§ BRIEF 1
Do these statements agree with the passage about the J.F.K. express train? For each, answer yes or no and quote the words of the passage that decide it. (a) The express trains loaded at the regular subway platforms. (b) The express trains were usually crowded. (c) By June 1980 the train was running a $2.5 million annual deficit.
§ BRIEF 2
Can you carry the passage about the J.F.K. express train forward, starting right after its last sentence?

§ QUOTED PASSAGE
## BEGIN
But there was backlash. The train ended before the actual airport, so passengers had to switch to a bus. “Internally, we used to call it ‘take the train to the bus to the plane,’ ” said Trudy L. Mason, who helped oversee the express train service at the transportation authority.
And everyday subway-goers had to be reminded not to step onto the specially marked express trains, which loaded at the regular subway platforms. “One erring passenger did find his way aboard,” a reporter for The Times noted in May 1979. “When the conductor tried to collect the $3 fare, the man apparently thought he was being shaken down and refused to pay.”
The trains, graffiti-free and patrolled by a police officer, were the cleanest in the system, which some riders seemed to resent. “These brand new air-conditioned J.F.K. trains pull into stations with horns blaring,” Joseph J. Filippone of South Ozone Park, Queens, wrote to The Times on July 18, 1979. “They go gliding by, almost always at least three-quarters empty, while thousands of commuters are resigned to stuff themselves into already overcrowded, hot and dirty trains.”
By June 1980, The Times was already wondering: “JFK Train: Wasteful or Wonderful?” The train was running a $2.5 million annual deficit, and officials began discussing an early demise.
## END
Entries pointing to named objects
## BEGIN
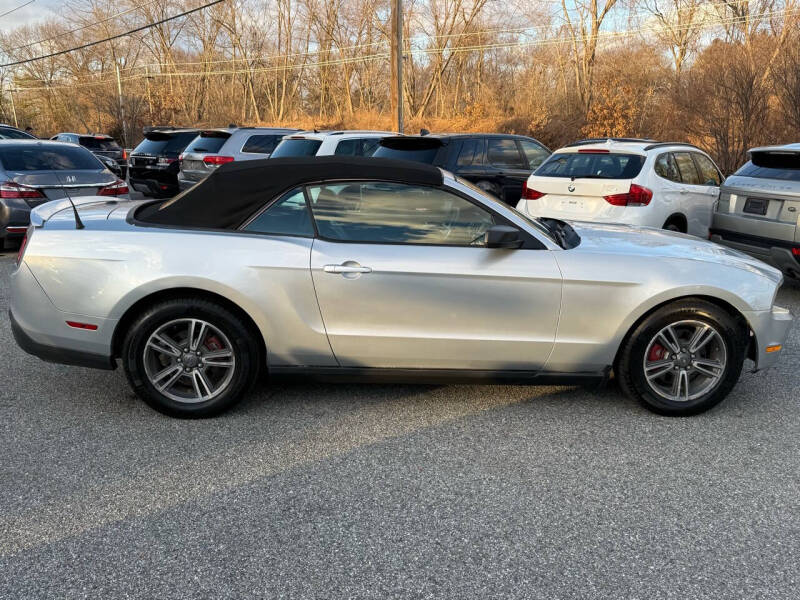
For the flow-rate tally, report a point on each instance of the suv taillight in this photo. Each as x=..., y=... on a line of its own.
x=9, y=189
x=636, y=196
x=530, y=193
x=214, y=160
x=118, y=188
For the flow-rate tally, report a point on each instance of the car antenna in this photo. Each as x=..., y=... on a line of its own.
x=78, y=222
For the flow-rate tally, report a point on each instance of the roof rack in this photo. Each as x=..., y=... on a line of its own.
x=662, y=144
x=601, y=140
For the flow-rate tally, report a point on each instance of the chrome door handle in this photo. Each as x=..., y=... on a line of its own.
x=346, y=269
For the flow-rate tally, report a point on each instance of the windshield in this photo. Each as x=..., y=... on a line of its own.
x=772, y=165
x=55, y=157
x=593, y=165
x=101, y=144
x=208, y=142
x=535, y=223
x=165, y=144
x=425, y=155
x=296, y=147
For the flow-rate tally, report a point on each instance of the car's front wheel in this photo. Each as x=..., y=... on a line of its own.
x=190, y=357
x=684, y=358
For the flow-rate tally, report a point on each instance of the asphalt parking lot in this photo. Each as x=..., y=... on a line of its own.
x=386, y=491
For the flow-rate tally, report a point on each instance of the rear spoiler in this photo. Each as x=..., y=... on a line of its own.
x=43, y=212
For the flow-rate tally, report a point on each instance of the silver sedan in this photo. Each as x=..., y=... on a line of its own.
x=376, y=269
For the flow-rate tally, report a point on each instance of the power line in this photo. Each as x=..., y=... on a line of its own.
x=77, y=29
x=8, y=12
x=113, y=37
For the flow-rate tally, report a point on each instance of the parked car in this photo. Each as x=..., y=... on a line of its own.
x=33, y=172
x=7, y=132
x=668, y=185
x=215, y=147
x=153, y=165
x=759, y=208
x=103, y=146
x=328, y=143
x=416, y=274
x=497, y=163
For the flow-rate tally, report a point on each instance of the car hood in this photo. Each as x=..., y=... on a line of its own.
x=659, y=243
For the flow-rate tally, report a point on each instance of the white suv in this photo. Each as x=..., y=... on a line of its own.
x=631, y=181
x=326, y=143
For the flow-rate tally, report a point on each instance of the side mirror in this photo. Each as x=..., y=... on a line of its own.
x=502, y=236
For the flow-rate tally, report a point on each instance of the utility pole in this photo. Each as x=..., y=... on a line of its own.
x=13, y=107
x=396, y=57
x=121, y=108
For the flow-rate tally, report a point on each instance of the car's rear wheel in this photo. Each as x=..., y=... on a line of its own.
x=190, y=358
x=684, y=358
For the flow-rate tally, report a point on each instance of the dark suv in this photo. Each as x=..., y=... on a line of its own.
x=153, y=165
x=102, y=146
x=497, y=163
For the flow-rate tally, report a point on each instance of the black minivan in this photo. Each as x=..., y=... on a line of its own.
x=498, y=163
x=153, y=165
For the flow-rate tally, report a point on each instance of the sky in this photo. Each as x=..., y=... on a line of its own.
x=40, y=9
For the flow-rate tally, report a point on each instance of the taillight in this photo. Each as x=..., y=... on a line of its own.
x=22, y=246
x=636, y=196
x=9, y=189
x=214, y=160
x=118, y=188
x=530, y=193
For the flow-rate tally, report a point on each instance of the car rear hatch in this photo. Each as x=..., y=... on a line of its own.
x=201, y=157
x=583, y=185
x=762, y=199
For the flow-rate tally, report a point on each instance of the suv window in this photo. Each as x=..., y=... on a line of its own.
x=207, y=143
x=356, y=147
x=48, y=158
x=287, y=216
x=687, y=168
x=396, y=213
x=261, y=144
x=709, y=174
x=296, y=147
x=504, y=153
x=665, y=167
x=471, y=153
x=100, y=144
x=165, y=144
x=768, y=165
x=535, y=153
x=597, y=165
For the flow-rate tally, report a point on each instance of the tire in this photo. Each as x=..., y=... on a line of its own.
x=220, y=367
x=646, y=348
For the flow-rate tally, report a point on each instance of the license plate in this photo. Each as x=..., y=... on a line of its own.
x=756, y=206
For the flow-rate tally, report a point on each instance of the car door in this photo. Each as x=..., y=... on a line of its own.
x=710, y=179
x=512, y=171
x=694, y=196
x=403, y=281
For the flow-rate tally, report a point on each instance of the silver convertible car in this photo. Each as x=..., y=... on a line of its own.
x=381, y=269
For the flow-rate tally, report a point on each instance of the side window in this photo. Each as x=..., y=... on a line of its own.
x=504, y=153
x=708, y=172
x=261, y=144
x=535, y=154
x=349, y=147
x=665, y=167
x=470, y=153
x=687, y=169
x=395, y=213
x=287, y=216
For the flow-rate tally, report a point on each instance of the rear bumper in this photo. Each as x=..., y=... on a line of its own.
x=777, y=253
x=770, y=327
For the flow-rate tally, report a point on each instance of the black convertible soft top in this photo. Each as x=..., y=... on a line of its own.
x=232, y=193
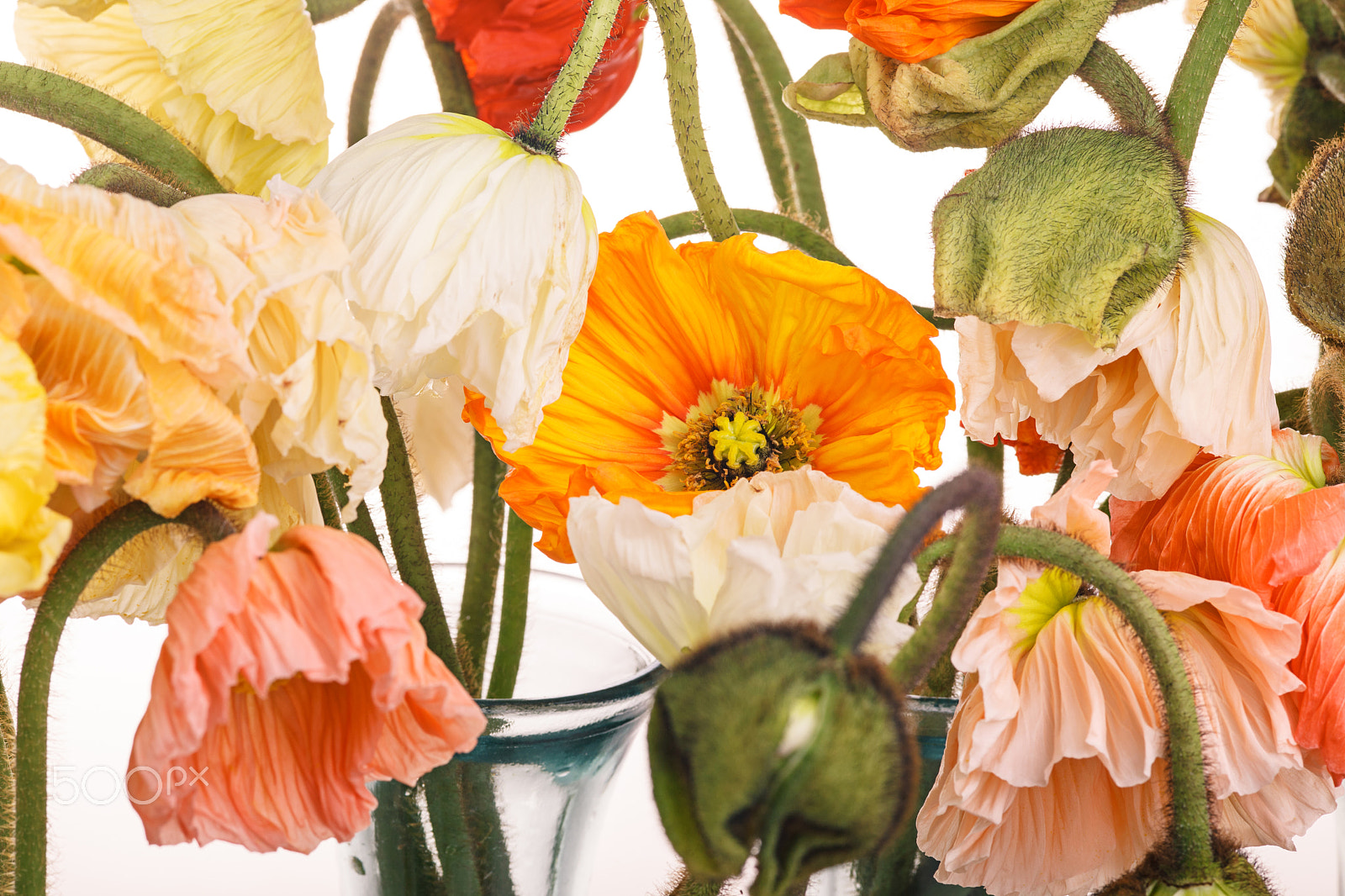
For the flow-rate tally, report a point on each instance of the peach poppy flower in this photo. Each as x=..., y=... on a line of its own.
x=1059, y=720
x=710, y=362
x=907, y=30
x=289, y=680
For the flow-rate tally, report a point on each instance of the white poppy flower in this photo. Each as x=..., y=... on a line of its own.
x=470, y=257
x=789, y=546
x=1190, y=373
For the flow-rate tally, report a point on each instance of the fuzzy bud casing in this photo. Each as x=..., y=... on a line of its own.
x=768, y=737
x=1073, y=225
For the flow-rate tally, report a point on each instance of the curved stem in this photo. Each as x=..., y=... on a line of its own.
x=685, y=101
x=112, y=123
x=978, y=492
x=1116, y=81
x=542, y=134
x=1187, y=761
x=62, y=593
x=483, y=564
x=323, y=11
x=782, y=134
x=118, y=178
x=370, y=64
x=404, y=529
x=455, y=91
x=1199, y=69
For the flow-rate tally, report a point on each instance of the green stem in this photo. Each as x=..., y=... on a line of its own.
x=518, y=571
x=959, y=587
x=544, y=132
x=112, y=123
x=60, y=599
x=323, y=11
x=1116, y=81
x=370, y=64
x=118, y=178
x=783, y=134
x=404, y=529
x=363, y=522
x=1199, y=69
x=795, y=233
x=483, y=564
x=978, y=492
x=683, y=98
x=327, y=501
x=455, y=91
x=1190, y=829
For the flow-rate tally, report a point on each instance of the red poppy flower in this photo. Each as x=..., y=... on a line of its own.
x=514, y=49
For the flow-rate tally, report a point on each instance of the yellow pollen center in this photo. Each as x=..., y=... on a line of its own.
x=737, y=440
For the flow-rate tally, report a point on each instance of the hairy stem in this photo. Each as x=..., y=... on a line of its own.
x=544, y=132
x=782, y=134
x=518, y=569
x=112, y=123
x=1116, y=81
x=483, y=564
x=455, y=91
x=370, y=64
x=685, y=101
x=1199, y=69
x=978, y=492
x=408, y=537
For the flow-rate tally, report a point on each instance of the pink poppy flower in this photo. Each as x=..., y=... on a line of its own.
x=288, y=681
x=1053, y=777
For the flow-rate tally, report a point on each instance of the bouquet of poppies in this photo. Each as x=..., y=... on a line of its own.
x=233, y=370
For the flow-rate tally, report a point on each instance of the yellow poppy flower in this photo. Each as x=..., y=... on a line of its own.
x=237, y=81
x=706, y=363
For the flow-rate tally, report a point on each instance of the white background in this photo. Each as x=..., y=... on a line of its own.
x=880, y=199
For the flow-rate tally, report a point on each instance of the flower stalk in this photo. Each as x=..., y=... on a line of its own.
x=685, y=101
x=112, y=123
x=548, y=125
x=1197, y=71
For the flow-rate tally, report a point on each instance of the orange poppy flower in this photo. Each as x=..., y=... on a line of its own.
x=710, y=362
x=514, y=49
x=907, y=30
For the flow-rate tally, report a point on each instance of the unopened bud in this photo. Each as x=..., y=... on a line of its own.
x=768, y=741
x=1073, y=225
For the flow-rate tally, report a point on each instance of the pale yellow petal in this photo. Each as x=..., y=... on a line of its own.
x=255, y=58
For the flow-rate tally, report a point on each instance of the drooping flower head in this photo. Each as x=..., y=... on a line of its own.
x=708, y=363
x=777, y=546
x=1190, y=373
x=513, y=50
x=468, y=259
x=1059, y=720
x=907, y=30
x=237, y=81
x=289, y=680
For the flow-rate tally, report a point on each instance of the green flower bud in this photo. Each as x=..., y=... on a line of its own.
x=1071, y=225
x=767, y=737
x=975, y=94
x=1315, y=252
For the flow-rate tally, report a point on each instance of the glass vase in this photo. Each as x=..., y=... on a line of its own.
x=517, y=815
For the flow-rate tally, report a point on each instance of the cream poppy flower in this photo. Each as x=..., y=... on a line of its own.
x=237, y=81
x=470, y=259
x=1060, y=720
x=1190, y=373
x=789, y=546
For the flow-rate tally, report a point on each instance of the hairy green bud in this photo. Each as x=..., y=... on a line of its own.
x=1073, y=225
x=768, y=741
x=975, y=94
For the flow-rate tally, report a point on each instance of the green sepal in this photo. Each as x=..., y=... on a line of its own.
x=1073, y=225
x=732, y=772
x=975, y=94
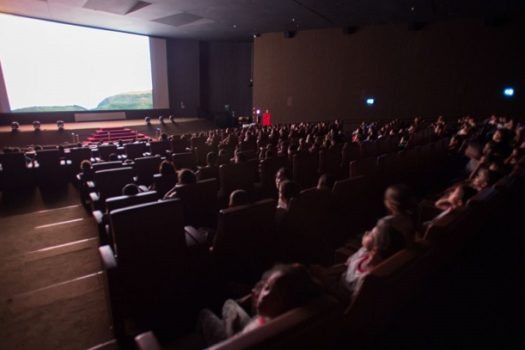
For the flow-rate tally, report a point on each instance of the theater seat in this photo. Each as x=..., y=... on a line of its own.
x=199, y=202
x=113, y=203
x=147, y=277
x=15, y=174
x=244, y=244
x=313, y=326
x=303, y=234
x=145, y=167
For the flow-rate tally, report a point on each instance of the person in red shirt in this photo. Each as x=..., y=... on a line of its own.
x=267, y=118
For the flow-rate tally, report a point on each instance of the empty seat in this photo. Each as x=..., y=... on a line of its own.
x=163, y=183
x=15, y=172
x=303, y=235
x=159, y=147
x=147, y=275
x=244, y=244
x=50, y=171
x=104, y=151
x=184, y=160
x=305, y=169
x=135, y=149
x=77, y=155
x=199, y=201
x=237, y=176
x=113, y=203
x=145, y=167
x=109, y=183
x=267, y=170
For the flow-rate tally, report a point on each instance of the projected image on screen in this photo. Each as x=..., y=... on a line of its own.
x=57, y=67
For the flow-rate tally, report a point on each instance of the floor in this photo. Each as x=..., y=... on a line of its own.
x=51, y=294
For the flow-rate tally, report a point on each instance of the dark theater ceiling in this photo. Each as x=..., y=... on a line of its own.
x=241, y=19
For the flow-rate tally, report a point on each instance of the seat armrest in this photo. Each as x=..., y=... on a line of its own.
x=108, y=259
x=147, y=341
x=198, y=236
x=98, y=216
x=94, y=197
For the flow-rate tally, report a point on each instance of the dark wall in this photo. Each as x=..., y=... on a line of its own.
x=205, y=76
x=184, y=77
x=450, y=68
x=225, y=76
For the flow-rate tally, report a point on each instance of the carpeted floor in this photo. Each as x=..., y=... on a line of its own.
x=51, y=291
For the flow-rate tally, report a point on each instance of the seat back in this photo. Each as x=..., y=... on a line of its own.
x=245, y=240
x=151, y=254
x=159, y=147
x=312, y=326
x=135, y=149
x=305, y=169
x=145, y=167
x=109, y=183
x=268, y=168
x=184, y=160
x=105, y=150
x=107, y=165
x=237, y=176
x=163, y=183
x=199, y=203
x=77, y=155
x=118, y=202
x=303, y=233
x=351, y=205
x=48, y=159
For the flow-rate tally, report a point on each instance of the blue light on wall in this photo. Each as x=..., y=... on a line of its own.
x=508, y=92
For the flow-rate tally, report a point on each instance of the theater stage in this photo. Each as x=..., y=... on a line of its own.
x=49, y=135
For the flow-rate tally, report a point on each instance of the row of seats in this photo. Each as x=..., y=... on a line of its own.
x=388, y=288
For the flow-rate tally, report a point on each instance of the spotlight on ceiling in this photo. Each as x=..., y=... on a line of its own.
x=36, y=125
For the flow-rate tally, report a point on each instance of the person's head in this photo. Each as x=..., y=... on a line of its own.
x=239, y=157
x=166, y=168
x=383, y=240
x=460, y=195
x=326, y=181
x=281, y=175
x=287, y=190
x=85, y=165
x=211, y=159
x=399, y=200
x=238, y=197
x=284, y=288
x=187, y=177
x=130, y=190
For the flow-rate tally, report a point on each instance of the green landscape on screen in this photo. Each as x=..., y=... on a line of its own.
x=128, y=100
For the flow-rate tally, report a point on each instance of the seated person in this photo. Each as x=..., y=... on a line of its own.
x=281, y=175
x=186, y=177
x=130, y=190
x=401, y=206
x=326, y=181
x=456, y=198
x=281, y=289
x=211, y=170
x=238, y=198
x=166, y=168
x=345, y=280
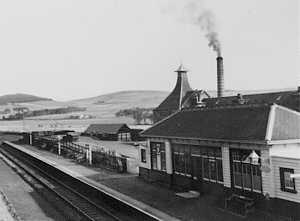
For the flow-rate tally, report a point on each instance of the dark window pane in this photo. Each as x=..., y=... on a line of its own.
x=205, y=168
x=220, y=170
x=143, y=155
x=163, y=159
x=212, y=170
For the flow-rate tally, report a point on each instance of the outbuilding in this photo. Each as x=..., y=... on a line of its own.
x=115, y=132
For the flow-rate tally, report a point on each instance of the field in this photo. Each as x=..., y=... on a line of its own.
x=102, y=108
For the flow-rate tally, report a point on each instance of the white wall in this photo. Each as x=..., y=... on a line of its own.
x=277, y=161
x=267, y=175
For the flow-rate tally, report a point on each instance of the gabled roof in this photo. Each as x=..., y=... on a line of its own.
x=290, y=99
x=174, y=99
x=106, y=128
x=245, y=122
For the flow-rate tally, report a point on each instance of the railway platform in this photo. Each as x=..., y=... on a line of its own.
x=158, y=201
x=93, y=176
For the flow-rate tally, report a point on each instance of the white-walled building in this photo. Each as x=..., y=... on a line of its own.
x=245, y=150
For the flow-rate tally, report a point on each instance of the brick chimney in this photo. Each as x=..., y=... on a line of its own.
x=220, y=77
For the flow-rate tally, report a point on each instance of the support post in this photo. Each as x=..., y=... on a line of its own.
x=90, y=155
x=30, y=138
x=59, y=148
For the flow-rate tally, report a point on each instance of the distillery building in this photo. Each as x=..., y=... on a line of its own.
x=245, y=147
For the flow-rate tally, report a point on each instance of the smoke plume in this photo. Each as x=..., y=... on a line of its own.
x=205, y=19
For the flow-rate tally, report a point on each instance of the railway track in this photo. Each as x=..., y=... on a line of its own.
x=85, y=202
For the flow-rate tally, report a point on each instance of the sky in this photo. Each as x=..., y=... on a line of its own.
x=70, y=49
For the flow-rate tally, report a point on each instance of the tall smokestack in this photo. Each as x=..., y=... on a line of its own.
x=220, y=76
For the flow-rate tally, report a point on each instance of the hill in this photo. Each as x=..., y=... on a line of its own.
x=20, y=98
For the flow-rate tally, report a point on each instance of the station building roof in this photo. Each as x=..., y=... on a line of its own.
x=232, y=123
x=106, y=128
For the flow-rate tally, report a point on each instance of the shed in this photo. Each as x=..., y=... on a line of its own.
x=109, y=131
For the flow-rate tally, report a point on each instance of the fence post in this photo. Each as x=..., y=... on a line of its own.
x=90, y=155
x=59, y=148
x=30, y=138
x=59, y=145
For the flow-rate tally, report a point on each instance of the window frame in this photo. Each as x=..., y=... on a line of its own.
x=160, y=150
x=284, y=188
x=143, y=156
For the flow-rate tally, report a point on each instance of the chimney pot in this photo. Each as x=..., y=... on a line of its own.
x=220, y=76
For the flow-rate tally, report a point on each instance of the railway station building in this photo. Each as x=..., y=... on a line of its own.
x=250, y=150
x=245, y=145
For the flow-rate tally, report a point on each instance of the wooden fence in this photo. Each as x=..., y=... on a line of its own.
x=99, y=158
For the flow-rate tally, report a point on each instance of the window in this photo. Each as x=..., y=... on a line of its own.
## END
§ EXPECTED OUTPUT 1
(a) Yes: "which loaded at the regular subway platforms."
(b) No: "almost always at least three-quarters empty."
(c) Yes: "The train was running a $2.5 million annual deficit."

§ EXPECTED OUTPUT 2
As passengers eventually realized that they could reach JFK by taking a slightly longer trip but paying just the regular fare by riding the A train, the Train to Plane fell to the wayside. Every few years, City officials begin a push for a true raillink, a dedicated track that would connect Lower Manhattan to the JFK Airport. We missed an opportunity to build one out to then-Idlewild when Robert Moses built his highways, and due to an estimated cost of nearly $10 billion, we saw a recent effort die in spite of a guaranteed $2 billion federal grant.
And so we remember jingles and long-gone express trains. As many travel for the holidays, we take moderns trains to modern monorails to over-capacity airports. One day, our Train to the Plane may come, but it won’t arrive any time soon.